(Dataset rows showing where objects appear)
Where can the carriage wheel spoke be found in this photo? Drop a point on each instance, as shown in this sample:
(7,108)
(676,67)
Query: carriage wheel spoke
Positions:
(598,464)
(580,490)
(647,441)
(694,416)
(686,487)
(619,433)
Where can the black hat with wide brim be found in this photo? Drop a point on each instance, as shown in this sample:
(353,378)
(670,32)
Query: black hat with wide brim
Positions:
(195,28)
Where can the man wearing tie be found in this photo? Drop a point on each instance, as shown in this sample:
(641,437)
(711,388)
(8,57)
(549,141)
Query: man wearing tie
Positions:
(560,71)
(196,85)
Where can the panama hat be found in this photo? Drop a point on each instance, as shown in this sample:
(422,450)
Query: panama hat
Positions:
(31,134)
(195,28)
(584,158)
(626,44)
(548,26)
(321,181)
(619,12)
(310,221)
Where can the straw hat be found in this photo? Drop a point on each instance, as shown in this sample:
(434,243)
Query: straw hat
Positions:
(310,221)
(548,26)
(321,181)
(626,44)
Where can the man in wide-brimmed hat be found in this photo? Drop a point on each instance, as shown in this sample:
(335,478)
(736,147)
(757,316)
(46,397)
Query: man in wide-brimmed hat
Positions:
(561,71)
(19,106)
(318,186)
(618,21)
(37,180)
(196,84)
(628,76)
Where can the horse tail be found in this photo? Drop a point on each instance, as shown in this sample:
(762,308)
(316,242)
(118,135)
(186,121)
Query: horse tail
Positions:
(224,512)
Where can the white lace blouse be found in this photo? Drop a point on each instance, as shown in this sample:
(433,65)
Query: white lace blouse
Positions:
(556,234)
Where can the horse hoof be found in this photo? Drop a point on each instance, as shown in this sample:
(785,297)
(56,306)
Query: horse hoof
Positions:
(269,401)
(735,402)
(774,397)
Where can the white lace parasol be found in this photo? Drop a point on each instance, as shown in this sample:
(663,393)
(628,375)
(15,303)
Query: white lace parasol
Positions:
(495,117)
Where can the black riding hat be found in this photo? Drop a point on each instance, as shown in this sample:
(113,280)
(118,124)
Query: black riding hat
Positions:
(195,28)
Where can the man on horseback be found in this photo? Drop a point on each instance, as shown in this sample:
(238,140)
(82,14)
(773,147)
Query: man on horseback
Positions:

## Instructions for the task
Update the records by changing every "Drop a point" to "Place a marker", leaving the rest untouched.

## Written response
Where can the carriage wheel spoke be found in this photo? Place a marker on each instance, as shown in this sample:
(7,108)
(676,67)
Query: carriage wheel spoke
Positions:
(598,464)
(580,490)
(647,441)
(694,416)
(686,487)
(619,433)
Where can the black hat with wide brim be found in this photo? Place a marker on each instance, as shown in this sample:
(353,378)
(670,32)
Query: black hat with wide brim
Positions:
(195,28)
Where can the man wearing tie be found in this photo? Place a marker on each instance, as shown in this sample:
(641,437)
(711,388)
(8,57)
(549,141)
Query: man wearing tie
Positions:
(560,71)
(196,85)
Where can the panama hat be found in this photo? Place a marker on each instance, as shown in this sample:
(422,450)
Query: panama hat
Positions:
(31,134)
(195,28)
(584,158)
(626,44)
(548,26)
(321,181)
(619,12)
(310,221)
Where can the straw hat be found in this photo? Place a marker on each instance, as shown in this sample:
(434,243)
Query: straw hat
Positions:
(310,221)
(548,26)
(321,181)
(626,44)
Where can the man in wide-brimmed hat be found in this photo? Place a marker on each instance, as shown in this sample:
(335,478)
(736,147)
(757,316)
(46,397)
Query: man in wide-brimmed hat
Positions:
(561,71)
(19,106)
(318,186)
(618,21)
(37,180)
(196,84)
(628,76)
Where can the horse tail be found in this photo? Place a marker on each instance, as shown in this sample:
(762,308)
(316,242)
(118,135)
(186,121)
Query: horse tail
Positions:
(224,512)
Where can the white lace blouse be found in this photo? Place a marker on each instance, as shown in this sample:
(433,65)
Query: white lace blouse
Positions:
(556,234)
Where can the horse hoof be found in this photo? Place a marker on each instance, as shown in this sample:
(785,297)
(56,306)
Query: horse hoof
Positions:
(269,401)
(735,402)
(774,397)
Where can the white lace parasol be found in this photo? Place a marker on each instance, as shown in this sample:
(663,393)
(628,375)
(15,303)
Query: white lace parasol
Positions:
(495,117)
Where can the black riding hat be found in this photo? Place a marker on each instance, as shown in this sample:
(113,280)
(118,124)
Query: black riding hat
Positions:
(195,28)
Where can the man on horseback be found in this photo? Place a marker on each instance, as shown in this sample:
(238,140)
(82,14)
(773,147)
Query: man on horseback
Positions:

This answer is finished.